Prompt. Out of the lines below, please list those that hold the string "camera".

_ _ _ _ _ _ _

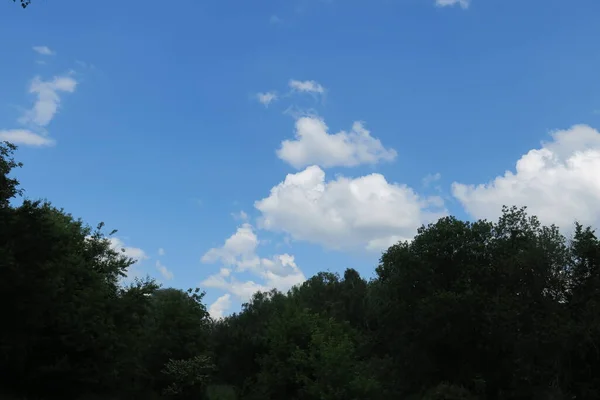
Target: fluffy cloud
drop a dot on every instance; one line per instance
(431, 178)
(447, 3)
(135, 253)
(48, 99)
(306, 86)
(220, 306)
(239, 251)
(313, 145)
(345, 213)
(164, 271)
(266, 98)
(557, 182)
(25, 137)
(43, 50)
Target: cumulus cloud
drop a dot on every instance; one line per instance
(448, 3)
(43, 50)
(135, 253)
(165, 272)
(314, 145)
(220, 306)
(48, 99)
(557, 182)
(266, 98)
(306, 86)
(345, 212)
(239, 251)
(25, 137)
(240, 216)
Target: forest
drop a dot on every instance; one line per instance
(466, 310)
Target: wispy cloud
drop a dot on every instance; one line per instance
(164, 271)
(220, 306)
(430, 178)
(266, 98)
(43, 50)
(48, 99)
(448, 3)
(25, 137)
(306, 86)
(42, 112)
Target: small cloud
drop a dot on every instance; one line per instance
(266, 98)
(430, 178)
(164, 271)
(449, 3)
(48, 99)
(25, 137)
(306, 86)
(240, 216)
(43, 50)
(135, 253)
(275, 20)
(220, 306)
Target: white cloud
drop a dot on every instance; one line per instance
(448, 3)
(48, 99)
(266, 98)
(345, 213)
(240, 216)
(43, 50)
(25, 137)
(275, 20)
(313, 145)
(135, 253)
(42, 112)
(220, 306)
(430, 178)
(239, 251)
(164, 271)
(558, 182)
(306, 86)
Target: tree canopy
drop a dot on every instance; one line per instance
(466, 310)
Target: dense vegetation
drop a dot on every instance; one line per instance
(482, 310)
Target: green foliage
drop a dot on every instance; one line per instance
(188, 377)
(493, 310)
(446, 391)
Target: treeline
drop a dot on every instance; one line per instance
(467, 310)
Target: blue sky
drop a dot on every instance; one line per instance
(337, 127)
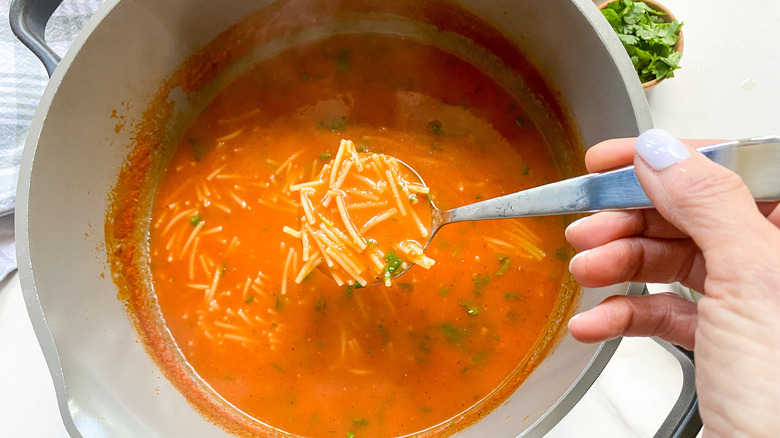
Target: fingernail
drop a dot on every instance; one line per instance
(575, 223)
(660, 149)
(576, 257)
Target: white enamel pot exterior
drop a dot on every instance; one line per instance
(106, 383)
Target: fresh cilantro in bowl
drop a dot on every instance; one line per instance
(650, 37)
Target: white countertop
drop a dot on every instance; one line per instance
(728, 88)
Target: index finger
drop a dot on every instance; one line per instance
(619, 152)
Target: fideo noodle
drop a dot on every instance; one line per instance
(361, 217)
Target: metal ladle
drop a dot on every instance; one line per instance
(756, 161)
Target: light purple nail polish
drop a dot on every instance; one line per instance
(660, 149)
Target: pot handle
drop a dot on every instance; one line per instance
(28, 20)
(683, 421)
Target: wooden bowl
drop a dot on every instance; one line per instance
(668, 16)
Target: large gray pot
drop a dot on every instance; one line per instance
(106, 383)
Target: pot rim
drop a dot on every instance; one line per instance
(27, 275)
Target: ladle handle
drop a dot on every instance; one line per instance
(756, 160)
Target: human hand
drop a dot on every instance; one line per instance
(708, 233)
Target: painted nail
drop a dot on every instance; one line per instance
(660, 149)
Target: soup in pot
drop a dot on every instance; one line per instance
(284, 344)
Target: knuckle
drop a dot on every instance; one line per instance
(702, 185)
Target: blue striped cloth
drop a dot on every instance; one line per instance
(22, 81)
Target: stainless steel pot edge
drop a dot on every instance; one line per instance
(644, 120)
(541, 427)
(585, 380)
(27, 280)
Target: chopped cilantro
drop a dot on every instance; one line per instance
(647, 37)
(504, 265)
(407, 287)
(393, 263)
(350, 288)
(451, 332)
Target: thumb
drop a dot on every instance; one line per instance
(701, 198)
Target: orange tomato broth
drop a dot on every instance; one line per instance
(316, 359)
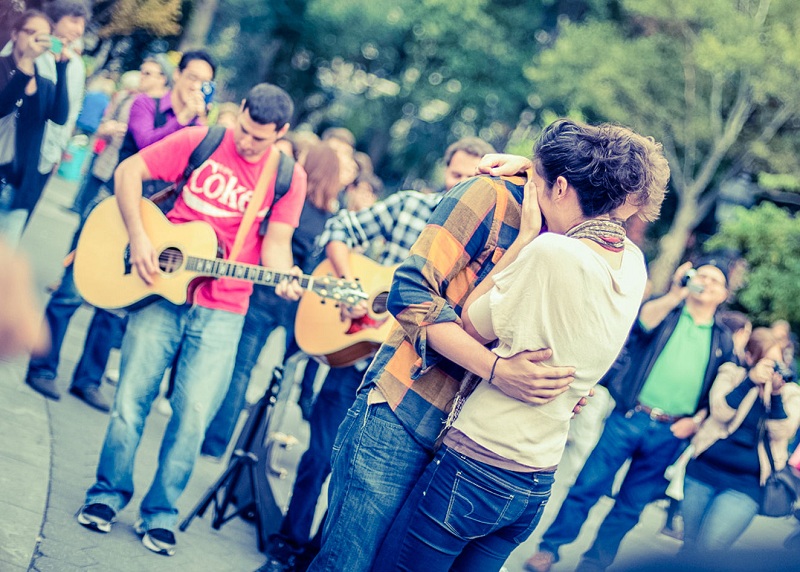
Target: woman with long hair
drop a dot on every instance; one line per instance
(575, 289)
(33, 100)
(749, 405)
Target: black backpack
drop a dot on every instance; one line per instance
(165, 198)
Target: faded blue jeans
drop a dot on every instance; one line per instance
(207, 340)
(12, 221)
(714, 519)
(464, 515)
(376, 464)
(652, 447)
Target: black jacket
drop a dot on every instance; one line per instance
(51, 103)
(626, 377)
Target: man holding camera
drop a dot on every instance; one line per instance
(660, 383)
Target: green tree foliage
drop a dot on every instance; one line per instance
(769, 240)
(407, 76)
(158, 17)
(715, 81)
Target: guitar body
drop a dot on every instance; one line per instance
(322, 334)
(102, 272)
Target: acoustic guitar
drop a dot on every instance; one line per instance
(321, 333)
(187, 252)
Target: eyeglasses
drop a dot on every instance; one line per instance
(711, 278)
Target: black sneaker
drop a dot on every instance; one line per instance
(45, 386)
(159, 540)
(97, 516)
(280, 555)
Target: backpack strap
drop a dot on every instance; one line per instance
(259, 193)
(159, 119)
(283, 183)
(200, 155)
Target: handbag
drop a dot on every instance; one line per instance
(676, 473)
(779, 492)
(8, 138)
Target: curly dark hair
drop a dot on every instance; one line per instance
(608, 165)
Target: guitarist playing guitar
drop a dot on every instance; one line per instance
(398, 221)
(232, 191)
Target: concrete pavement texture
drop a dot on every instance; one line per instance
(49, 451)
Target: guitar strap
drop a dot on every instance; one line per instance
(255, 203)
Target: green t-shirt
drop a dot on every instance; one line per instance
(675, 382)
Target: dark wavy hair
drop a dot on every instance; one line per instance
(268, 103)
(608, 165)
(28, 15)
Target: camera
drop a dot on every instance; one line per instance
(688, 280)
(784, 371)
(56, 45)
(208, 88)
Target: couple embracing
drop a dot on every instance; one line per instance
(481, 275)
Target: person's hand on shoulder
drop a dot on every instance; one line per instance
(530, 225)
(524, 377)
(21, 329)
(503, 164)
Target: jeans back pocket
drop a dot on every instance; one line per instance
(475, 509)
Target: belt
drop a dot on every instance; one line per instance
(656, 414)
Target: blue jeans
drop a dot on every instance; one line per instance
(652, 447)
(713, 519)
(335, 398)
(266, 312)
(376, 464)
(12, 221)
(207, 342)
(12, 224)
(464, 515)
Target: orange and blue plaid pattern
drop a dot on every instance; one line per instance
(473, 225)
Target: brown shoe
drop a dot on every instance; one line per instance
(92, 397)
(540, 562)
(45, 386)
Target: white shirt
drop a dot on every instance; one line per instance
(560, 294)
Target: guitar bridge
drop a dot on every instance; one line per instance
(127, 258)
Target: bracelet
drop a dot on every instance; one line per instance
(494, 365)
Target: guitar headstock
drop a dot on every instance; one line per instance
(339, 289)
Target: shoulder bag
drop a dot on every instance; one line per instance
(780, 492)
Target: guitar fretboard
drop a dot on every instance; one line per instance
(251, 273)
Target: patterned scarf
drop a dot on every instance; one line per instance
(609, 234)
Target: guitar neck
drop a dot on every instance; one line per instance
(219, 268)
(327, 286)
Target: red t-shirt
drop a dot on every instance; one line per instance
(218, 193)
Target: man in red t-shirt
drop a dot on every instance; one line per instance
(204, 334)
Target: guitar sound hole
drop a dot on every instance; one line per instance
(379, 303)
(170, 260)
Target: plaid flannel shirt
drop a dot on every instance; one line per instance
(398, 220)
(467, 234)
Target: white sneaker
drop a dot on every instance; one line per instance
(163, 406)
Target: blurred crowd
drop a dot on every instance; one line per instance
(699, 410)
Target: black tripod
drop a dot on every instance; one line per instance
(244, 483)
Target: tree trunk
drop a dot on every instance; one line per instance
(673, 245)
(198, 28)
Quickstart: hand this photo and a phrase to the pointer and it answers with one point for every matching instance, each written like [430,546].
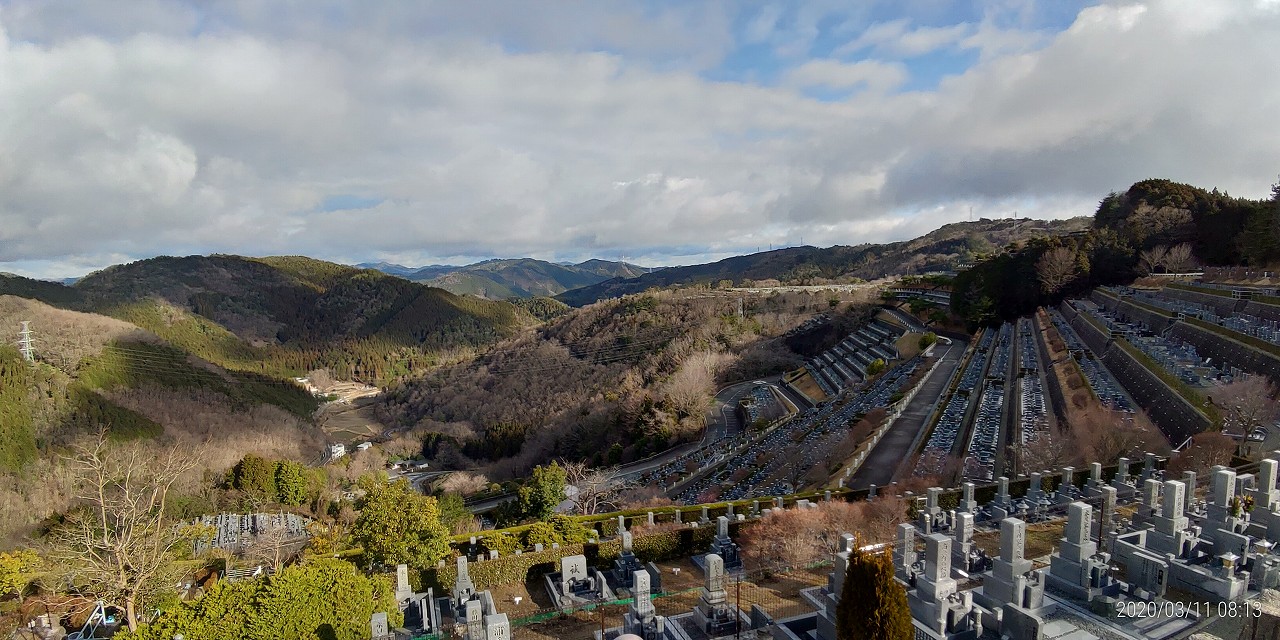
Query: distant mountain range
[512,278]
[940,250]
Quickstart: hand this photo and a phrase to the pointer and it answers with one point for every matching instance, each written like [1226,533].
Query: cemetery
[1107,540]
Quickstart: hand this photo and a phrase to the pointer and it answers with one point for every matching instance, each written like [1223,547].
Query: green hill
[282,316]
[1220,229]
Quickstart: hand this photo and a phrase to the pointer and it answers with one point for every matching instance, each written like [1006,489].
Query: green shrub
[542,533]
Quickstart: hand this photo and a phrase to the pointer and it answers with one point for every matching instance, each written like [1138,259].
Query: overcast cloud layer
[662,133]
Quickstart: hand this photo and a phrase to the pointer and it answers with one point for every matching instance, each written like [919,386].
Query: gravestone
[626,565]
[497,627]
[929,515]
[1265,496]
[1148,466]
[1107,513]
[575,581]
[1148,502]
[1189,483]
[403,592]
[964,554]
[1034,492]
[1066,490]
[725,547]
[643,620]
[1077,567]
[462,585]
[712,613]
[967,503]
[1011,579]
[378,626]
[830,599]
[475,620]
[904,552]
[1093,485]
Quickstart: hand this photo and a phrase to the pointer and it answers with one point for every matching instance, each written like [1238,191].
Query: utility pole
[28,352]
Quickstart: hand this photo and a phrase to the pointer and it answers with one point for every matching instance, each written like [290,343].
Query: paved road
[896,446]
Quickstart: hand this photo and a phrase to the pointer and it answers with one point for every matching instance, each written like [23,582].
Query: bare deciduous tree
[1050,449]
[1104,435]
[1247,403]
[1179,259]
[118,543]
[1152,259]
[1056,268]
[598,489]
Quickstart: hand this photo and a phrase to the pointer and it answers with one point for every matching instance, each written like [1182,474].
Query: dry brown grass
[64,337]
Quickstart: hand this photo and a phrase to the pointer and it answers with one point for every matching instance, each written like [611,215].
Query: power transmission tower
[28,352]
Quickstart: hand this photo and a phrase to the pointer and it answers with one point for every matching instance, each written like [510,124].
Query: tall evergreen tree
[398,525]
[872,604]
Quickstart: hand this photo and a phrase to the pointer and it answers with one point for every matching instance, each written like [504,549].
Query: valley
[848,379]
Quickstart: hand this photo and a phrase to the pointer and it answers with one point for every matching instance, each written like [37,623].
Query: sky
[656,132]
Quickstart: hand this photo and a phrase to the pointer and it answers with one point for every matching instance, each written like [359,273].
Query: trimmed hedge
[525,567]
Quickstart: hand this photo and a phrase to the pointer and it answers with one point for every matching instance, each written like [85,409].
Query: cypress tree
[872,604]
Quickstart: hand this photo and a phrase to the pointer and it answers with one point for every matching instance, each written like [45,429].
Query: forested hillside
[513,278]
[101,373]
[1153,227]
[608,383]
[284,316]
[942,248]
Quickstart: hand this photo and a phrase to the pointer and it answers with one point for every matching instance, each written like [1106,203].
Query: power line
[24,344]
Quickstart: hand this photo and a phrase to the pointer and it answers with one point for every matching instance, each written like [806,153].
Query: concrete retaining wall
[1221,348]
[1175,417]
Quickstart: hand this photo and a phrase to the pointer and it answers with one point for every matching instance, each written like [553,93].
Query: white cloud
[494,138]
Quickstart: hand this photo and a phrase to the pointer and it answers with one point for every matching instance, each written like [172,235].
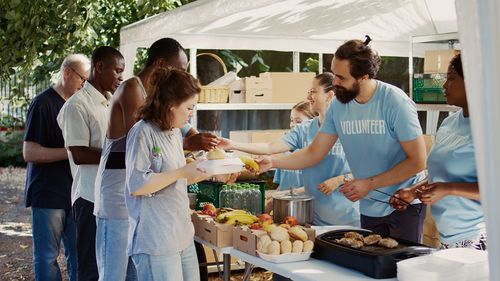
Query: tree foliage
[36,35]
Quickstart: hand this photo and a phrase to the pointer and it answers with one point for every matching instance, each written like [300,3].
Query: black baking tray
[373,261]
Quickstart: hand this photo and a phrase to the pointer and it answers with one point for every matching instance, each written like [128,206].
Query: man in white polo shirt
[83,121]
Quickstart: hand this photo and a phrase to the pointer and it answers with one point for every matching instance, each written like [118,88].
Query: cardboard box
[245,239]
[255,136]
[258,90]
[437,61]
[289,87]
[237,91]
[220,235]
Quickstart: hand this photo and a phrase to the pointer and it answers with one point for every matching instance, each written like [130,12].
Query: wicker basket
[214,94]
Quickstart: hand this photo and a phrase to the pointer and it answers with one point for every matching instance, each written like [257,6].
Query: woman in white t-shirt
[161,232]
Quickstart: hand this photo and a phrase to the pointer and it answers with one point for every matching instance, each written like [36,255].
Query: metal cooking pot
[290,204]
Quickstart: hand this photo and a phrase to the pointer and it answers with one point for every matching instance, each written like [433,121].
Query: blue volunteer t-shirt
[452,159]
[288,178]
[371,134]
[48,185]
[185,129]
[333,209]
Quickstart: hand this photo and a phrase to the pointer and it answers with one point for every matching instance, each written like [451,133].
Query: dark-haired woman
[161,232]
[453,188]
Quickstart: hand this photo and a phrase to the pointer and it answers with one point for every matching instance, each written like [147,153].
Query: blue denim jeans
[113,262]
[49,227]
[182,266]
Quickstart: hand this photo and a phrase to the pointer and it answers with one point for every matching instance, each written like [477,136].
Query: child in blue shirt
[286,179]
[453,188]
[378,126]
[321,180]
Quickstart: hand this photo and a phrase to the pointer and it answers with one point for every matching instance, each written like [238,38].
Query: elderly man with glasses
[48,181]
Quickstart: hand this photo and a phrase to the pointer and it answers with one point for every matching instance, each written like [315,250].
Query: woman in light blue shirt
[321,180]
[453,188]
[160,239]
[286,179]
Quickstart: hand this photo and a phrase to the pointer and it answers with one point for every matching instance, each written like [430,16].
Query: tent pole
[296,62]
[193,63]
[320,63]
[193,70]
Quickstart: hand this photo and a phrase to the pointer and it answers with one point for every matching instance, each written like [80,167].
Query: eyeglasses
[311,91]
[83,78]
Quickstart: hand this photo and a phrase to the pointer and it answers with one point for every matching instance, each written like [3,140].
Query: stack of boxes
[428,86]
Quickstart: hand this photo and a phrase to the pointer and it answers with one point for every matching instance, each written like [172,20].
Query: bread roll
[297,246]
[308,246]
[274,248]
[298,233]
[279,234]
[286,246]
[216,154]
[263,243]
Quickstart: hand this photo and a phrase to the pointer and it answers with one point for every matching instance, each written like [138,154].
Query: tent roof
[316,26]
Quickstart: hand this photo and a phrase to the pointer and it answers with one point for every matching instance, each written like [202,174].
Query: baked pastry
[353,235]
[372,239]
[388,243]
[353,243]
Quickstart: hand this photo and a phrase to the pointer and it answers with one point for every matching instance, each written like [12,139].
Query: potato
[298,233]
[216,154]
[297,246]
[286,246]
[279,234]
[308,246]
[274,248]
[263,243]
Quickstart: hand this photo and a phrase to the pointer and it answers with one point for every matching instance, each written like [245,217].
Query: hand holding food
[216,154]
[250,163]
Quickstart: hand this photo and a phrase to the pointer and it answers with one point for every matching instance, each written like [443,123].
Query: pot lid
[293,197]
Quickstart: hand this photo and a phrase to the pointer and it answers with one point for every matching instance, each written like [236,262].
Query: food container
[373,261]
[192,200]
[291,204]
[222,166]
[430,268]
[283,258]
[475,262]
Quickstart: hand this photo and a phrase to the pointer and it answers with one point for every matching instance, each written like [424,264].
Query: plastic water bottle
[223,197]
[230,196]
[237,197]
[256,199]
[246,198]
[157,161]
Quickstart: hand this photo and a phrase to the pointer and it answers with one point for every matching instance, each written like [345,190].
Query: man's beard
[344,95]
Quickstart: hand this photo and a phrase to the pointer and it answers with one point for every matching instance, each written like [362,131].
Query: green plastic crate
[428,80]
[429,96]
[208,192]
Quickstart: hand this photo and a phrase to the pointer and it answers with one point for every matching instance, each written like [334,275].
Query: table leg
[248,271]
[226,262]
[216,257]
[432,120]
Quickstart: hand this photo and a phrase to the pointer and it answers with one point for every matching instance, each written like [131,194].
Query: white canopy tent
[321,26]
[293,25]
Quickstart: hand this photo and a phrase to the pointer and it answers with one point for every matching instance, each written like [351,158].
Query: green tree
[36,35]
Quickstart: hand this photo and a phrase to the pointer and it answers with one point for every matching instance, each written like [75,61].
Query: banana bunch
[250,162]
[236,217]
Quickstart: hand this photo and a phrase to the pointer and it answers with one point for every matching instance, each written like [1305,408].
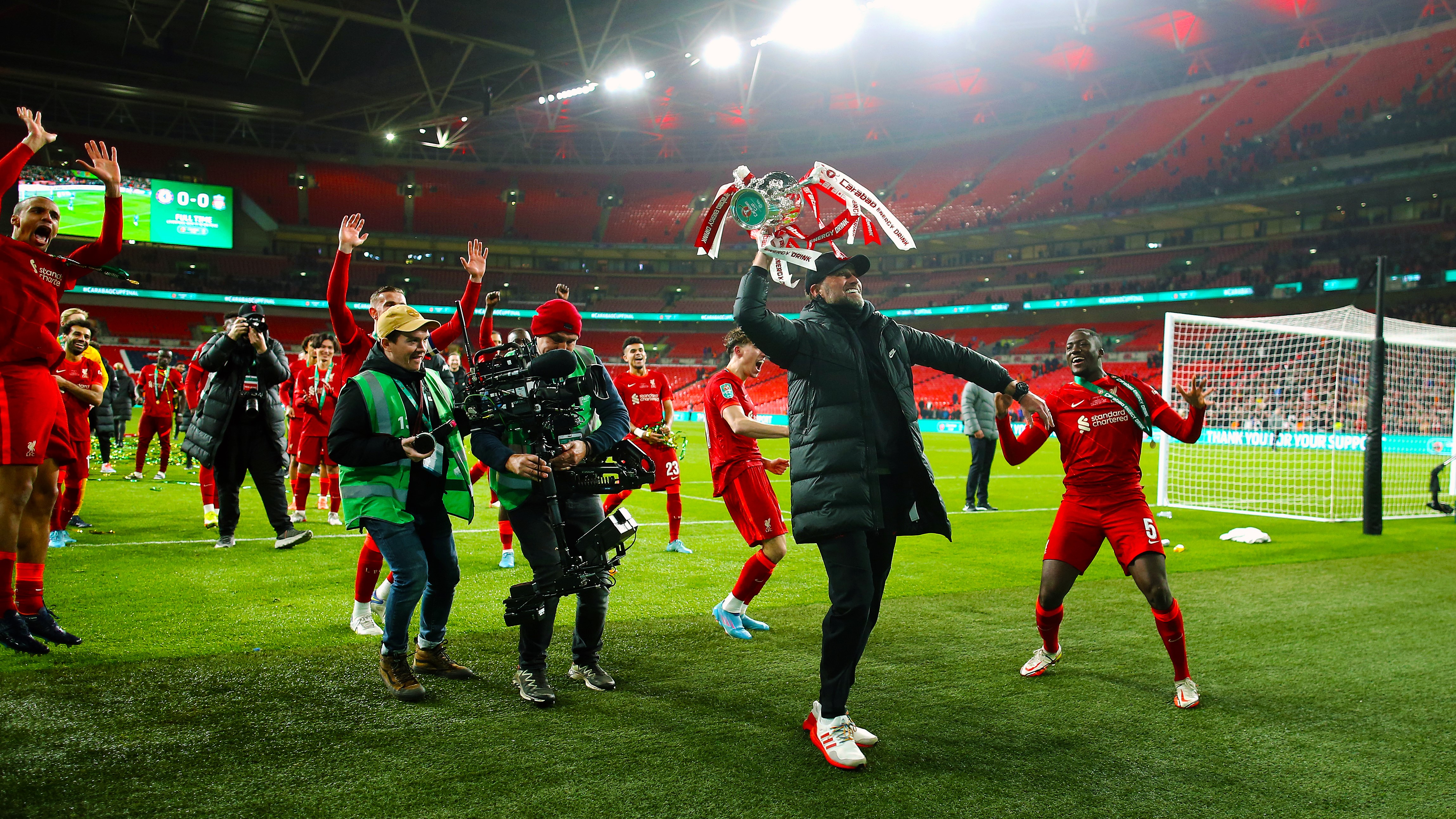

_ _ _ _ _ _ _

Reply.
Target: man holding camera
Target: camera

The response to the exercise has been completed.